[Pointing and labeling entries]
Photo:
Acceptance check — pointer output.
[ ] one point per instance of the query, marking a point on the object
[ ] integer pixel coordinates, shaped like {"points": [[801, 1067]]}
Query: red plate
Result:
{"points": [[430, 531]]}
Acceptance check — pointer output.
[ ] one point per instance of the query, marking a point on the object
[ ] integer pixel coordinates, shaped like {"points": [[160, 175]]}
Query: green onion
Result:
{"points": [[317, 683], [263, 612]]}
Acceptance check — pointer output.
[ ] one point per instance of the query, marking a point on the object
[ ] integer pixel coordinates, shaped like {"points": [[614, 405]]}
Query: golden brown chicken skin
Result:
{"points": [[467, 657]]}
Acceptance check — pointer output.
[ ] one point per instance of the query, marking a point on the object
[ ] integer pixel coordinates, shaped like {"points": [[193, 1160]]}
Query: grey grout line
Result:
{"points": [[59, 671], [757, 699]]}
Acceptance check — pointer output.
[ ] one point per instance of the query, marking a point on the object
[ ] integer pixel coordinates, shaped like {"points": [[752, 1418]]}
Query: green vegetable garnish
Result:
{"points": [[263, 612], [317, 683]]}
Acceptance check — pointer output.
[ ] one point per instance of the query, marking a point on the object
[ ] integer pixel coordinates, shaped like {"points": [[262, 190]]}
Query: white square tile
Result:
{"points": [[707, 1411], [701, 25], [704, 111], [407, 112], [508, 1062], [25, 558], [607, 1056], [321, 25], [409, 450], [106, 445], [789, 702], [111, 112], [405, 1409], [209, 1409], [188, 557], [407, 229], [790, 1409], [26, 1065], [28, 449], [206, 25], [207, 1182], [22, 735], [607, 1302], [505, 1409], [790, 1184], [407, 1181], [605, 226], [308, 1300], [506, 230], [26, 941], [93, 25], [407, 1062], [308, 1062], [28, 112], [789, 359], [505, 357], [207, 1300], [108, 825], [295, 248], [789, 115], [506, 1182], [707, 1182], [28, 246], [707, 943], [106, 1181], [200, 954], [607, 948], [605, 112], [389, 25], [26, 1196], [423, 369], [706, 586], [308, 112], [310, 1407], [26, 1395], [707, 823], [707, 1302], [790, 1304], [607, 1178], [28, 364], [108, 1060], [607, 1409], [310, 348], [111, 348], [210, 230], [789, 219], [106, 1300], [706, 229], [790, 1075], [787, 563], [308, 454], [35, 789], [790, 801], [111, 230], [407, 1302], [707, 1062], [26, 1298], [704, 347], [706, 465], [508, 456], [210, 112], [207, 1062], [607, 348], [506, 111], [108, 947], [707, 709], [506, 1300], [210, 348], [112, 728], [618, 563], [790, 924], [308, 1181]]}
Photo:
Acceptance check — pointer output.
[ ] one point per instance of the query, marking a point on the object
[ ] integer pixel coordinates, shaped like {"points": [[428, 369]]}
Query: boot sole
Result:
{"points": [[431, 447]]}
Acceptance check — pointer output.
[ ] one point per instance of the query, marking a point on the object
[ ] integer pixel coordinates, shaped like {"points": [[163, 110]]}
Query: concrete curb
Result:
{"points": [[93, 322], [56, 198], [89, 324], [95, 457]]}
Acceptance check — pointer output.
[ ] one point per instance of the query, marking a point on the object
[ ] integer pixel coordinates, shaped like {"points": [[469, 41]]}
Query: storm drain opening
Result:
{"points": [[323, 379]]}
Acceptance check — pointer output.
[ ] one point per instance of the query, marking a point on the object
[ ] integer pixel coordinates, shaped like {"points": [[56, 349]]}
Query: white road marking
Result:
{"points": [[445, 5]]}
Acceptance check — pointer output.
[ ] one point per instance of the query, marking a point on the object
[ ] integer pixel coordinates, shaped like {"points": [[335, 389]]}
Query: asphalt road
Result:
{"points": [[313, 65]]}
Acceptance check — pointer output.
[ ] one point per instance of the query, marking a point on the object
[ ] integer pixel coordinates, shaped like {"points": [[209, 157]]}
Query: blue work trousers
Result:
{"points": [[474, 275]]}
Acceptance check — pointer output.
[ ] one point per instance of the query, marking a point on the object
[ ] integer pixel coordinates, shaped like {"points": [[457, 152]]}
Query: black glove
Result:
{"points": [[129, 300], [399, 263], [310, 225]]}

• [Task requirements]: Retype the material in full. Each word must match.

• [Full answer]:
Photo:
Acceptance check — pointer output.
[ ] one point per instance of the query, marking a point on the object
[ ] integer pixel coordinates, shaped like {"points": [[801, 1067]]}
Query: red plate
Result:
{"points": [[430, 531]]}
Acceptance check — pointer output.
[ ] one point per instance of the query, marking a point on the object
[ ] integer pixel coordinates, shaped like {"points": [[160, 175]]}
Query: green onion
Result:
{"points": [[317, 683], [263, 612]]}
Acceptance check — pointer output.
[ ] one point per instance of the query, marking a point on the object
[ ] integer pixel coordinates, shaped like {"points": [[614, 405]]}
Query: golden brown chicken skin
Result:
{"points": [[467, 657]]}
Acceptance check — pointer output.
[ ] one point per instance of the query, marking a point on the object
[ ] integer pixel coordinates, shaped like {"points": [[193, 1160]]}
Query: grey grout line
Result:
{"points": [[59, 671], [757, 699]]}
Acceptance check — pointer output.
[ ] one point per instance of the query, marking a point on the object
[ ] integer pixel coordinates, shaped like {"points": [[752, 1418]]}
Query: green vegetable garnish
Result:
{"points": [[263, 612], [317, 683]]}
Acceptance check — pointer output.
[ ] one point per instance of the query, marking a point on the object
[ ] integer pixel coordinates, shaped like {"points": [[262, 190]]}
Query: white square tile
Result:
{"points": [[707, 1411], [701, 25], [704, 111], [407, 112], [508, 1062], [25, 558], [607, 1056], [321, 25], [409, 450], [106, 445], [789, 702], [111, 112], [405, 1409], [209, 1409], [188, 557], [407, 229], [790, 1409], [26, 1065], [28, 449], [206, 25], [207, 1182], [22, 735], [607, 1302], [505, 1409], [790, 1184], [407, 1181], [605, 226], [308, 1300], [506, 230], [26, 941], [93, 25], [407, 1062], [308, 1062], [28, 112], [789, 359], [505, 357], [207, 1300], [108, 825], [295, 248], [789, 115], [506, 1182], [707, 1182], [28, 246], [707, 943], [106, 1181], [200, 954], [607, 948], [605, 112], [389, 25], [26, 1196], [423, 369], [706, 586], [308, 112], [310, 1407], [26, 1395], [707, 823], [707, 1302], [790, 1304], [607, 1178], [28, 364], [108, 1060], [607, 1409], [310, 348], [111, 348], [210, 230], [789, 219], [106, 1300], [706, 229], [790, 1075], [787, 563], [308, 454], [35, 789], [790, 801], [111, 230], [407, 1302], [707, 1062], [26, 1298], [704, 347], [706, 465], [508, 456], [210, 112], [207, 1062], [607, 348], [506, 111], [108, 947], [707, 709], [506, 1300], [210, 348], [112, 728], [618, 563], [790, 924], [308, 1181]]}
Photo:
Acceptance check — pointer output.
[ ] one point per instance of the query, marking a point on the object
[ ] integer pixel coordinates, shaped like {"points": [[428, 369]]}
Query: boot sole
Result:
{"points": [[431, 447]]}
Acceptance check — pointer output.
[ ] one point per instance of the query, marking a point on the object
[ ] integer pixel coordinates, shaped like {"points": [[163, 110]]}
Query: concrete curb
Result:
{"points": [[93, 322], [56, 198], [89, 324], [95, 457]]}
Acceptance check — pointer output.
[ ] one point per instance of the query, marking a point on the object
[ ] integer pixel coordinates, shaped like {"points": [[469, 41]]}
Query: storm drain opening
Result:
{"points": [[323, 379]]}
Acceptance check — pointer output.
[ ] one point per instance of the query, marking a point on the object
[ ] integer pixel coordinates, shaped like {"points": [[56, 349]]}
Query: white road marking
Result:
{"points": [[445, 5]]}
Acceptance check — pointer output.
[ ] one point per instance of the query, marking a point on the object
[ ] integer pixel coordinates, shaped like {"points": [[335, 389]]}
Query: asphalt road
Result:
{"points": [[313, 65]]}
Acceptance check — pointer output.
[ ] one point per instance of the query, marking a point on the object
[ ] integer pixel coordinates, shaped like {"points": [[209, 157]]}
Query: blue work trousers
Result:
{"points": [[474, 275]]}
Acceptance check — pointer output.
[ ] one point per instance of the query, marking a point on the object
[ ] integer pixel coordinates, shaped like {"points": [[457, 152]]}
Query: black glove
Result:
{"points": [[129, 300], [399, 263], [310, 225]]}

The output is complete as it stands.